• [Zadanie]
Odpowiedz krótko na pytania do zamieszczonego niżej tekstu o polityce przestrzennej Rzeszowa.
(a) Na jakie zjawiska pogodowe trzeba według tekstu przygotować miasto?
(b) Czyją rolę w kształtowaniu polityki przestrzennej należy zwiększyć?
(c) Czyjego zaplecza eksperckiego brakuje w planowaniu i rozwoju miasta?

Jednocześnie należy zwrócić uwagę także na nawarstwiające się i nierozwiązane dotąd problemy dotyczące zagospodarowania przestrzennego. Chaos urbanistyczny zagraża spójności funkcjonalnej miasta i stanowi wyzwanie z punktu widzenia zmian klimatycznych. Od wielu lat jako środowisko architektów i urbanistów wskazujemy na konieczność systemowego podejścia do tego zagadnienia oraz ryzyka wynikające z jego ignorowania. Mówimy o konieczności przygotowania miasta na upały, okresy suszy, gwałtowne opady. Zielona infrastruktura jest konieczna, żeby zmniejszyć efekt miejskiej wyspy ciepła, poprawić mikroklimat i jakość życia.
W związku z powyższym pragniemy zwrócić uwagę na wyzwania stojące przed osobą, która obejmie stery naszego Miasta. Konieczne jest uporządkowanie polityki przestrzennej, zwiększenie roli partnerów społecznych w jej kształtowaniu, zwiększenie transparentności informacji dotyczących inicjatyw inwestycyjnych i zagospodarowania przestrzennego. Zwracamy uwagę na znaczenie studium uwarunkowań przestrzennych i zagospodarowania przestrzennego, które w przyszłości pozwoli na zwiększenie racjonalności wykorzystania przestrzeni miasta oraz ochronę najcenniejszych kulturowo i przyrodniczo obszarów.
Nisko oceniamy niewystarczający postęp prac nad miejscowymi planami zagospodarowania przestrzennego oraz nad polityką przestrzenną miasta, zwłaszcza w kontekście podejmowania w oderwaniu od nich prac dotyczących zagospodarowania najważniejszych przestrzeni i budynków publicznych w Rzeszowie. Brakuje wykorzystania zaplecza eksperckiego środowiska akademickiego Rzeszowa w planowaniu i rozwoju miasta.

Rekordy adnotacji przestrzennych:
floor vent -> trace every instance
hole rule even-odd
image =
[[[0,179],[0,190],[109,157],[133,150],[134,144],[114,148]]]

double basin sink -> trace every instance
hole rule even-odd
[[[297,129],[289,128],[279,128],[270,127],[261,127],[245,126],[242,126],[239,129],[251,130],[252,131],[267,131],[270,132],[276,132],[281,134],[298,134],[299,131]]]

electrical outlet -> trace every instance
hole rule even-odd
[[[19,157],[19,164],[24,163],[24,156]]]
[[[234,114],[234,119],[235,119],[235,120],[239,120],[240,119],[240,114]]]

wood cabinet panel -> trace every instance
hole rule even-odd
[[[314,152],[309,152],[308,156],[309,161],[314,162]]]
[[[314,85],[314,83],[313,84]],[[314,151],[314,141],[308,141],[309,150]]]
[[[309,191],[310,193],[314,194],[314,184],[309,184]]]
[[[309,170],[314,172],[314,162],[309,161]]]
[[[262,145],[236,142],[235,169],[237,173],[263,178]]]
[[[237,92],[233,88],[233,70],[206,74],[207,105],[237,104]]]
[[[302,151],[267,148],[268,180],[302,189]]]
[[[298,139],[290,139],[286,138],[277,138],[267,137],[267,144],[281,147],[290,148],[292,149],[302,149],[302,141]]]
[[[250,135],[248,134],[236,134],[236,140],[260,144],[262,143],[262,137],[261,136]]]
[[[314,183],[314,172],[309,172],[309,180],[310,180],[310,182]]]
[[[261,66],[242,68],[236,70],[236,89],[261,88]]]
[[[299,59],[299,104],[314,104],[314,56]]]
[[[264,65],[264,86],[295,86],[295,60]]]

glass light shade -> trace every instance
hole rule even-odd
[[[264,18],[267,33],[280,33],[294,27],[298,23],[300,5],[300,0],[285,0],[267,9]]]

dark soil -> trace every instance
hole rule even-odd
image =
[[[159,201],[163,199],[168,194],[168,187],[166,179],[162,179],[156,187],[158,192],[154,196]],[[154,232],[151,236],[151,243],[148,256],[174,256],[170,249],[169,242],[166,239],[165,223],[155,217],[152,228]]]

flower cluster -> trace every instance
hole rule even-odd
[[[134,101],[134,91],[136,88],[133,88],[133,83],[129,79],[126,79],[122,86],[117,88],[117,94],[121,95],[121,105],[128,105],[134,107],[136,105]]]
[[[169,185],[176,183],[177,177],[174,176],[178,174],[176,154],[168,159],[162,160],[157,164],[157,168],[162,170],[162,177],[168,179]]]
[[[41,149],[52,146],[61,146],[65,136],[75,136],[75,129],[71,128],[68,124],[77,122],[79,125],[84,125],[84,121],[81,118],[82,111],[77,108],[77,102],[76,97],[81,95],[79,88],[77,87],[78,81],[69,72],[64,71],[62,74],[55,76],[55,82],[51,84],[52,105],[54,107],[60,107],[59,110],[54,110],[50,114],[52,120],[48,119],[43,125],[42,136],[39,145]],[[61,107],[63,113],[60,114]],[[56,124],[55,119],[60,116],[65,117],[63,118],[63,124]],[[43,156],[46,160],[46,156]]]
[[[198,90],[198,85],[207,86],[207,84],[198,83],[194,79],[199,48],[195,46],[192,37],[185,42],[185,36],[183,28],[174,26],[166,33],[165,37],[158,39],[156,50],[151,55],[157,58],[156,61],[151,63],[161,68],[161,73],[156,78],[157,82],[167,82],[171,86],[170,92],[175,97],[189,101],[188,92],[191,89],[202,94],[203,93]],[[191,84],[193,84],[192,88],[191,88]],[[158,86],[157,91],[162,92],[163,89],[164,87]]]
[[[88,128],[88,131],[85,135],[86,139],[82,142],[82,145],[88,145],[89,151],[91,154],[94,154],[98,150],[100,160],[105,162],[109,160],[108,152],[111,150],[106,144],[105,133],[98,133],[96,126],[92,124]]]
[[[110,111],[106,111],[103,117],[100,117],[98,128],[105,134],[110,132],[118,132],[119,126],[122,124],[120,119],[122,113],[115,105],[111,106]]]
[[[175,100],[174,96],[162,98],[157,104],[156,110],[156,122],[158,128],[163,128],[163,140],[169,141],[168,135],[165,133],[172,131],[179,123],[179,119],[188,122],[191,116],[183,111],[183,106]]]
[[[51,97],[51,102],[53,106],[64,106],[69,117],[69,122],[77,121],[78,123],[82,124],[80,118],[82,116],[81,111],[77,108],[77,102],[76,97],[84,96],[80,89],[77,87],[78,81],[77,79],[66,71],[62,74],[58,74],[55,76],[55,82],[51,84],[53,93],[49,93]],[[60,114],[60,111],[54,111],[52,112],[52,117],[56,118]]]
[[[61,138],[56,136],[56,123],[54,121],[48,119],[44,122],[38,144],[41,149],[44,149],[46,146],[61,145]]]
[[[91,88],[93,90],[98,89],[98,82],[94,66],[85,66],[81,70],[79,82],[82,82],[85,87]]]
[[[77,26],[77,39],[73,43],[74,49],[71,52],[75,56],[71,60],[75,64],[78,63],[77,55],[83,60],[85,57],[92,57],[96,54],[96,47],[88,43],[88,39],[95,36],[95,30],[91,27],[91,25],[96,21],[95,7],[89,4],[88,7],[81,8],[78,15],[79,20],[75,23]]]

• [Odpowiedź]
(a) Na upały, okresy suszy i gwałtowne opady.
(b) Rolę partnerów społecznych.
(c) Zaplecza eksperckiego środowiska akademickiego Rzeszowa.